## begin Records supplied

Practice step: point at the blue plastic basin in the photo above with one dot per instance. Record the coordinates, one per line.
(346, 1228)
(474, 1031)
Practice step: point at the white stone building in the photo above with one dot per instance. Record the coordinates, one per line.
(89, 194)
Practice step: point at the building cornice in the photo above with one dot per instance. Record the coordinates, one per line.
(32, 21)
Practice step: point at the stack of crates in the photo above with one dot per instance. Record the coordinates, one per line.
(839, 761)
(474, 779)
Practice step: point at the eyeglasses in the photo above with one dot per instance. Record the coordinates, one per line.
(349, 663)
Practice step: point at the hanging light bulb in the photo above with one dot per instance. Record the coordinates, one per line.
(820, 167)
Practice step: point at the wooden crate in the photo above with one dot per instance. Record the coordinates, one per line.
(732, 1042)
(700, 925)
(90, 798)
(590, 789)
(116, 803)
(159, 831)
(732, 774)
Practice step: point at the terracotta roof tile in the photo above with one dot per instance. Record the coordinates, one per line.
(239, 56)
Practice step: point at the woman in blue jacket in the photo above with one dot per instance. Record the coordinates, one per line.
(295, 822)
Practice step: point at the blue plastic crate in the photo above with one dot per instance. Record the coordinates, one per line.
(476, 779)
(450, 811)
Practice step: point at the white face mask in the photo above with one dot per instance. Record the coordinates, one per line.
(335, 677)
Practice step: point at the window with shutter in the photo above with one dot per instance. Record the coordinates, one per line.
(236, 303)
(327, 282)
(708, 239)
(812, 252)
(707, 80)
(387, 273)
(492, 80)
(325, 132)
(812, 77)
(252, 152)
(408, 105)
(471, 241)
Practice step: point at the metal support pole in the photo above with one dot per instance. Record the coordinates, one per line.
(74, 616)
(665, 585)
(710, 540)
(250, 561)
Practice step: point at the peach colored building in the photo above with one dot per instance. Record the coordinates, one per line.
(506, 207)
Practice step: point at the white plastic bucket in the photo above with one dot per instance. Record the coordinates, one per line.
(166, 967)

## end Records supplied

> **Instructions for the task**: Can you output all of the lines above, word for word and in their original order?

> **Task answer**:
Practice step: point at the blue plastic basin in the photo above with one dot per instance. Record the coordinates, one per line.
(346, 1228)
(474, 1031)
Practice step: point at the white stone building in the photo above with one dot per instance. Record the coordinates, one per line.
(89, 194)
Practice step: point at the building cornice in the photo above with one dot per instance. Record the coordinates, one per line.
(32, 21)
Practice step: point at the stack of crates in the photo above with one dot per instance. Record the coordinates, one per line.
(839, 761)
(474, 779)
Practice step: point at the eyeglasses in the photo above with one dot per instance. Record the coordinates, one per line.
(349, 663)
Practice step: point at the hanging light bulb in the photo above with one dot per instance. Record the coordinates, one per line.
(820, 167)
Practice step: point at the wooden crate in the photo above with one dot per instance. Record the coordinates, one per line.
(732, 1042)
(700, 925)
(90, 798)
(590, 789)
(116, 803)
(159, 831)
(732, 774)
Practice step: point at the terracotta roof tile in the photo above with one dot per instance. Record the coordinates, one per line.
(239, 56)
Practice step: point at the woman in blue jacket in the photo above with one dot per instance. Record the coordinates, one per line.
(295, 822)
Practice step: point at the blue plastic crate in the photo above with one dot per instance. Record the coordinates, one per line.
(476, 779)
(450, 811)
Practice step: point at the white face mask in the photo above with one dot per instance. Record the coordinates, one per line.
(335, 677)
Practice step: point at the window with shutter in the photo above with one dot per instance. Record the coordinates, one per line.
(236, 303)
(327, 282)
(708, 239)
(812, 252)
(707, 80)
(387, 273)
(492, 80)
(325, 132)
(812, 77)
(252, 152)
(408, 105)
(471, 241)
Practice step: point at the metal support pole in the photo above with one dot per instance. Record the coordinates, one per line.
(74, 616)
(665, 585)
(710, 540)
(250, 561)
Practice step: point at the peach colored building in the photo above with one dot per instance. Record the coordinates, one per line.
(506, 207)
Practice step: point at the white plastic bucket in the photo above with one dot per instance. Record the coordinates, one per line.
(166, 967)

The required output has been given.